Given exercise: Leaving out every picture, quote the data below exactly as it appears.

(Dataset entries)
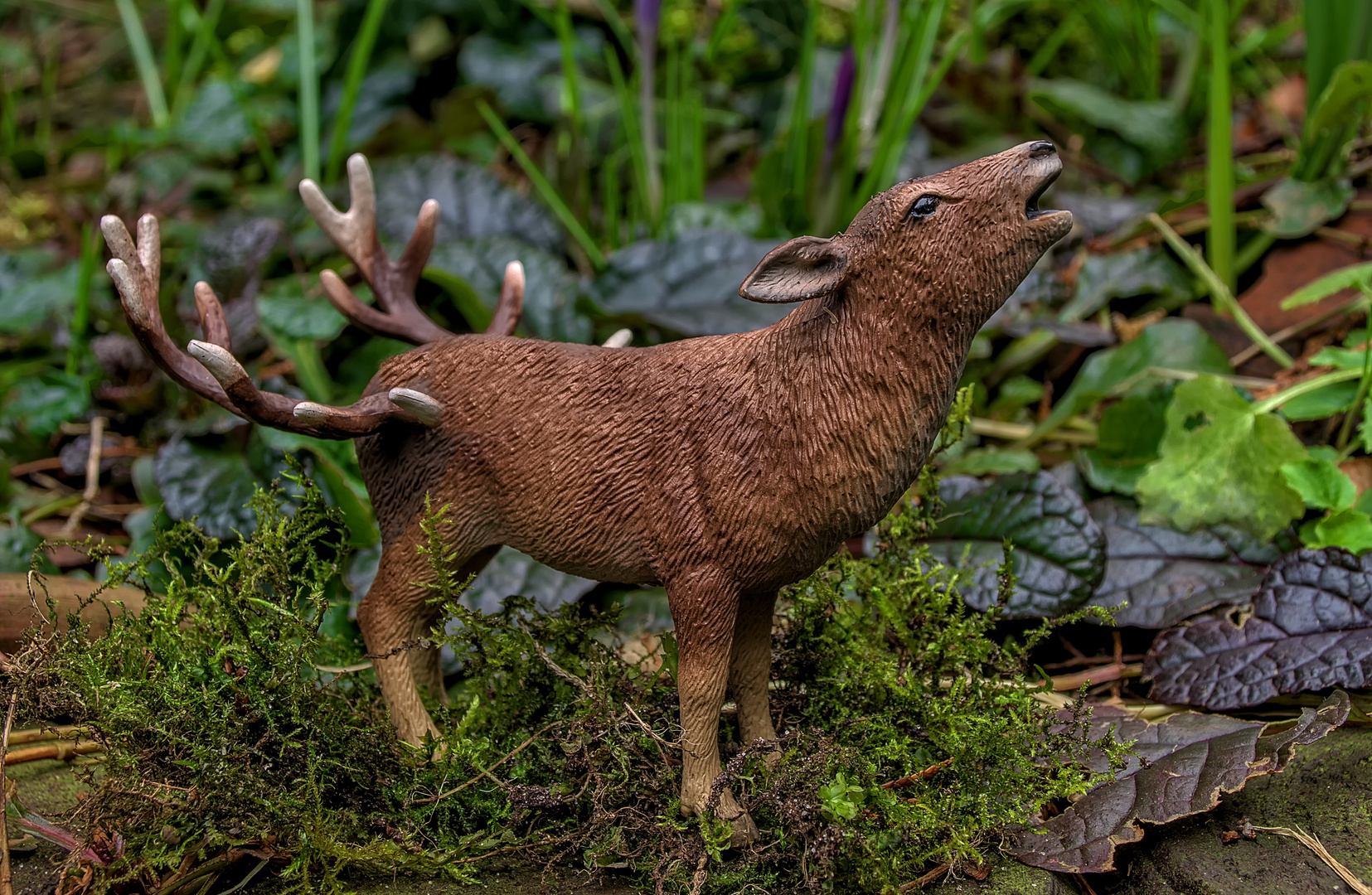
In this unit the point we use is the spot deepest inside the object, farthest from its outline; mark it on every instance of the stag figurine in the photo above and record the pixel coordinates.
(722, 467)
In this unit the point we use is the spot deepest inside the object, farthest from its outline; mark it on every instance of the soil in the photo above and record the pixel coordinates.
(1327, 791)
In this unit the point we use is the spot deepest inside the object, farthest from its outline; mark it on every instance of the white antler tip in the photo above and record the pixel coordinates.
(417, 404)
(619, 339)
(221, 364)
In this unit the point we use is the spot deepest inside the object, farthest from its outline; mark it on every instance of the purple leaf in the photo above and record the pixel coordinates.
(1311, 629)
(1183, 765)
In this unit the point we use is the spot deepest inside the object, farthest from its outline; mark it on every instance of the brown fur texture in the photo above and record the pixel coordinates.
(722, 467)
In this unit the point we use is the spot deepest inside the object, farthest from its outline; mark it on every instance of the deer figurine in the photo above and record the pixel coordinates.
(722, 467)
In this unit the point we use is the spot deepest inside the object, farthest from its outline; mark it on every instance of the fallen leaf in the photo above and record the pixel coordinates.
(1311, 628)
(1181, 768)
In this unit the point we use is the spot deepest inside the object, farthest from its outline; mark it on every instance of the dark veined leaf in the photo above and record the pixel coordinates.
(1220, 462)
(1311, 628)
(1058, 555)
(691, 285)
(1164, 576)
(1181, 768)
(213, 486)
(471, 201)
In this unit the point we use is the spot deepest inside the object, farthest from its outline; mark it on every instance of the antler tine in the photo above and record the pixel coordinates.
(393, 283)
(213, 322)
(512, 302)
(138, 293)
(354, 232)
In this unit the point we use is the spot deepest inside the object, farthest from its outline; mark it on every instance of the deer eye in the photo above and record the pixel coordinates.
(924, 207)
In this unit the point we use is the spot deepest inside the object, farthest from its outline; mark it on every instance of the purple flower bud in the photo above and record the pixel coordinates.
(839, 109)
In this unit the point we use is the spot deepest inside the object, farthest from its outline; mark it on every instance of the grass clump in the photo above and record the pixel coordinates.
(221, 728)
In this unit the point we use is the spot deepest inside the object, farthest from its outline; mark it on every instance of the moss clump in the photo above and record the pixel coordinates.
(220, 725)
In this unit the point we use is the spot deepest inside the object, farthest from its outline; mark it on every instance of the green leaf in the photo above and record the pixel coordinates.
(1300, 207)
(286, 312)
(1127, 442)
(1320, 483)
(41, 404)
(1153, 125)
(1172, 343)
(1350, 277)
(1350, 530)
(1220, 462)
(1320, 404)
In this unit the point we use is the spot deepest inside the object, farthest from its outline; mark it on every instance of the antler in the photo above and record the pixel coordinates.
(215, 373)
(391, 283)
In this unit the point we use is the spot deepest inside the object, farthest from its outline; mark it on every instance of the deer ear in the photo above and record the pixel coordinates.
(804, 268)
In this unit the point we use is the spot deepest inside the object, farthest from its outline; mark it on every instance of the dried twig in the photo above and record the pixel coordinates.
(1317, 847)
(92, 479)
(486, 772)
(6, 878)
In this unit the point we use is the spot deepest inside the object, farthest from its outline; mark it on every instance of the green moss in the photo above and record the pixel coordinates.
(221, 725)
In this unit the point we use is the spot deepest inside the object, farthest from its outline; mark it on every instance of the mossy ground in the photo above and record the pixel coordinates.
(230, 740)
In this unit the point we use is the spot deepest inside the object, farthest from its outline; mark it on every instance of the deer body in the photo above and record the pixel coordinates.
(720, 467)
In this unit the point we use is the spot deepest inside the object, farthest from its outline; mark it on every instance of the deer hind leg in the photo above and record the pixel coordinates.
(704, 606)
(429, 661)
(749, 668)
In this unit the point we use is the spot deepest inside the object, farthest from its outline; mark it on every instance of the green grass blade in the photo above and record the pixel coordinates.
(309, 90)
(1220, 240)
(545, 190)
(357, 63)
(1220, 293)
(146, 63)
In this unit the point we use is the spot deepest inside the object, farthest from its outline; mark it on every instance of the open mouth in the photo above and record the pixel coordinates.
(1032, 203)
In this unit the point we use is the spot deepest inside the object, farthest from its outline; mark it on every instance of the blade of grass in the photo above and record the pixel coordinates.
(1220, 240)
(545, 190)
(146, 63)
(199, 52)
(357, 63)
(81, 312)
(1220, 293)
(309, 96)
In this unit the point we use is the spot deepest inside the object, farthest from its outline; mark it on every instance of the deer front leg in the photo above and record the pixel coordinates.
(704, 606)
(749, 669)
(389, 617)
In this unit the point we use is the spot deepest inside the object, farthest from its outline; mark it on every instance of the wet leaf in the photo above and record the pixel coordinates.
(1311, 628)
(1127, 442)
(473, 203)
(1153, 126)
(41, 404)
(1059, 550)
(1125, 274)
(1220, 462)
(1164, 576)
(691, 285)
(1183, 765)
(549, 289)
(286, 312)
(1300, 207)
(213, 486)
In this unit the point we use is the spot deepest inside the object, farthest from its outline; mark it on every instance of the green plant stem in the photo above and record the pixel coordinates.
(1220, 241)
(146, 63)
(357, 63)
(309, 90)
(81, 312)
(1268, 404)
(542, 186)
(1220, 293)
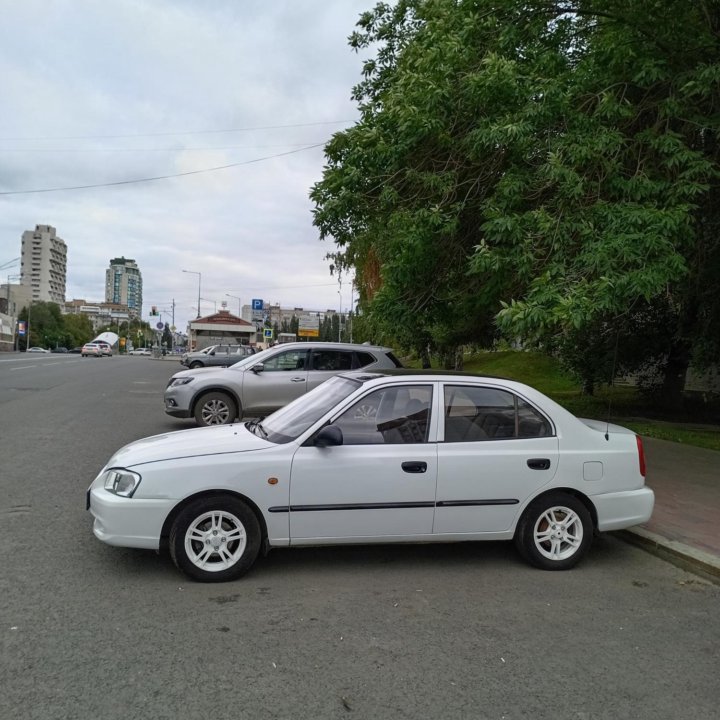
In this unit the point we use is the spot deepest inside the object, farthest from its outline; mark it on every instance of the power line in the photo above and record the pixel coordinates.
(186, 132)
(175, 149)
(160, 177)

Task solution:
In this unit the point we use is the spot deepest inside the object, farthest from its outline; mark it on every instance of the stag figurine in the photo above and record the pixel coordinates.
(722, 467)
In this unit the point we use is the spot deepest inside the object, farthest from its outline; mark it on every instance of the soil in the photo above and record the pixel coordinates.
(1327, 791)
In this unit the point we use is the spot deepest inside the object, farthest from its outline; mark it on every instance of the white antler tip in the photo above and record the pixel coordinates.
(417, 404)
(619, 339)
(221, 364)
In this unit the point we use is the spot deepest inside the object, farthest from its outline; mark it on every instance of the purple leaf in the photo above and record the pixel coordinates.
(1311, 629)
(1183, 765)
In this unit the point we use is the spot deepest inside the object, farthest from its outline; mark it on every instance of the brown fur texture in the photo above and record the pixel coordinates.
(722, 467)
In this unit the point we use is the spot deepest inside the object, farthest from its outline; mark it on every instance of the deer figurine in the photo above and record the pixel coordinates.
(722, 467)
In this unit the point we use is the spot deepest inside the object, farthest from its outline; mark it on every instance of the fallen leaf in the photo above and record the pixel coordinates.
(1311, 628)
(1181, 768)
In this unit the point we use is the spot deepest inside the object, farthest from its outline; mark it on every instance of the dark veined leaf in the photo above and record the pixel coordinates.
(1220, 462)
(1311, 628)
(1058, 555)
(691, 285)
(1164, 576)
(1181, 768)
(213, 486)
(471, 201)
In this unit the point we use is the spot deepest inside the object, farthest from its outline; mark it on every instance of the antler tine in the photo above and record the pixel coordinates.
(393, 283)
(213, 322)
(512, 302)
(138, 293)
(354, 232)
In this unit the point we use is the spot deepest inside the object, farthest from its outline; mark it on every instance of the deer eye in the photo above and record the pixel coordinates.
(924, 207)
In this unit the point we use is the spot deepest inside the object, farthest from its outline; mark it on every instance of the purple flower bud in the photo above and record the pixel coordinates.
(839, 109)
In this unit the point we use is the spot deepest inside the object, farthest from its outline; mark it on every instance of the grass clump in the photo above and record the pixel coordinates.
(221, 728)
In this unit the point we use is the spot deepest inside the object, farthest from its outline; mark it on every instance of the moss clump in the photo above and record the pixel coordinates.
(220, 725)
In this unit the point we use is the spot deepest inside the object, farthest from its outline; mark it on every instance of the green leaf in the photo above and record the pixel coordinates.
(1300, 207)
(286, 312)
(1127, 442)
(1320, 483)
(41, 404)
(1153, 125)
(1172, 343)
(1350, 277)
(1350, 530)
(1220, 462)
(1320, 404)
In this unit the point we use is the spot deepest inside the object, farthest from its outline; mark it on every instance of the antler in the photo above and record the pixel coordinates.
(215, 373)
(391, 283)
In this unit the point we use is the spot deepest inside the object, farthest from its outline; mark it on every instance of the deer ear in the photo above and record the pixel coordinates.
(804, 268)
In this unit the point we use is the spot deepest inside the object, farthest from its outline; mark it on every instance of the dried twig in the photo above and record the pixel coordinates.
(1317, 847)
(92, 479)
(486, 772)
(6, 878)
In this unit the point we use is the spot deepest inside the object, farthest from its outline; mark it on every instance of the green moss in the photo above and record the pixel coordinates.
(221, 725)
In this unit the point we use is the spot deepest inside the object, farthest from its outline; mark it on every instance of the mossy ground in the photo above and record the pixel coordinates.
(230, 740)
In this unit the point we use is the spot deepest inside the object, farthest from its outline; mark it on every instance of the deer body in the photo above and record the pixel coordinates.
(720, 467)
In this unit the point we use is the spot deepest inside the object, farthest from its outline; mark it on every instance of the deer hind leg in the photo above and record the pixel coordinates.
(704, 606)
(429, 661)
(749, 668)
In this unit the point we use is the spot deepest inside the object, farthest from its outline; mark it on every instance of the green grass blade in the photo above and record the pixel coordinates.
(309, 90)
(1220, 240)
(545, 190)
(357, 63)
(1220, 293)
(146, 63)
In this unit the point we use is the spot deepest inside the object, farthest from its outline; mark it on every instance of the open mouth in the photo above and record the pixel coordinates.
(1032, 203)
In this unit the point we use is the spot deepest inside the object, farthest from its outline; mark it on every instance of the blade of grass in the photo above and record the pixel coordinates.
(1220, 240)
(545, 190)
(146, 63)
(199, 52)
(357, 63)
(81, 312)
(1220, 293)
(309, 96)
In this unit the point we use is the spot deepest inside the object, farthest from its outline; mark it on every instance of the deer front leg in the photo above and record the pixel coordinates.
(704, 606)
(749, 669)
(389, 617)
In this unit the point we use is the spot deepest inside the object, farthest from its outline; mark it on every instance of the wet leaf in the photo above and record the pixel coordinates.
(1311, 628)
(1127, 442)
(473, 203)
(1153, 126)
(41, 404)
(1059, 550)
(1125, 274)
(1220, 462)
(1164, 576)
(691, 285)
(1183, 765)
(549, 289)
(286, 312)
(1300, 207)
(213, 486)
In this unit the point we use is the spot deepest inside the object, farthest from its outline; mark it on every instance of the green plant stem in the photo above and record the pixel coordinates.
(1220, 241)
(146, 63)
(357, 63)
(309, 90)
(81, 312)
(1268, 404)
(542, 186)
(1220, 293)
In this unit the point we use is the spot deepest inside the object, farthest from its outline; mark it on every instance of the power line in the photo above and record the pixel coordinates.
(186, 132)
(175, 149)
(160, 177)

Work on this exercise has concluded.